Data entries
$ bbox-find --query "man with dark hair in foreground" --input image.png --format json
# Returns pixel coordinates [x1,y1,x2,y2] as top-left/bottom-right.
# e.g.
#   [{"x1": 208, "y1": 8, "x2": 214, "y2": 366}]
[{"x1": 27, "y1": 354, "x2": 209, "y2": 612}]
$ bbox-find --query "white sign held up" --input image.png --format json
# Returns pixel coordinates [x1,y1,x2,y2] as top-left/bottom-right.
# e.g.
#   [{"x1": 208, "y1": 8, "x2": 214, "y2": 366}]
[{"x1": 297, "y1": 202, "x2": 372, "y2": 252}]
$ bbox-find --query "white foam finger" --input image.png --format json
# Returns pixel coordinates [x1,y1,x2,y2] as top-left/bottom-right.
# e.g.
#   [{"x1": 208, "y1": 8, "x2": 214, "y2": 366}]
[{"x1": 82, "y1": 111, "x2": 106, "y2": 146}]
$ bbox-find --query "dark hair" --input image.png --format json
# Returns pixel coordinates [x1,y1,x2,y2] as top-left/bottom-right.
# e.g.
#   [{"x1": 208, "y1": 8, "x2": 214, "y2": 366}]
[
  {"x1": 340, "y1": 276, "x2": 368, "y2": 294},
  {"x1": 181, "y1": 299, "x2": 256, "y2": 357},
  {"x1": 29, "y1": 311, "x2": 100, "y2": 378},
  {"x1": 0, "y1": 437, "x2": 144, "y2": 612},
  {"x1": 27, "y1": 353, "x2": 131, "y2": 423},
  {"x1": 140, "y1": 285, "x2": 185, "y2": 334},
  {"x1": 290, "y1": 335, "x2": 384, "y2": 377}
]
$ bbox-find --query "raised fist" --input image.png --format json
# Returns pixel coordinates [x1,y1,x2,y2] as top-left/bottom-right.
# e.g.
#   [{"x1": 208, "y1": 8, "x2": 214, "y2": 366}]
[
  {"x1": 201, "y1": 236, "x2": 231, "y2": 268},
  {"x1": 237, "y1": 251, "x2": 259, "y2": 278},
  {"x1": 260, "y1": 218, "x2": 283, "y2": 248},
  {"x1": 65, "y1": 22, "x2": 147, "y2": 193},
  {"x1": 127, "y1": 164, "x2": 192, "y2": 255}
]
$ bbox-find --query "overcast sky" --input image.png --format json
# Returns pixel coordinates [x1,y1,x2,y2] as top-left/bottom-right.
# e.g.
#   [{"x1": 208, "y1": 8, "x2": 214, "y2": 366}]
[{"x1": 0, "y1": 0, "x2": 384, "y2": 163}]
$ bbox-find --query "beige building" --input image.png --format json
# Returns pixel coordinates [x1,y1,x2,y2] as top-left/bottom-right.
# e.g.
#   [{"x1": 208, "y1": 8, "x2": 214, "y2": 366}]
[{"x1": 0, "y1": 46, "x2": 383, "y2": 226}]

# Directions
How many lines in the entries above contain the string "query"? Give only the number.

# Solution to the problem
7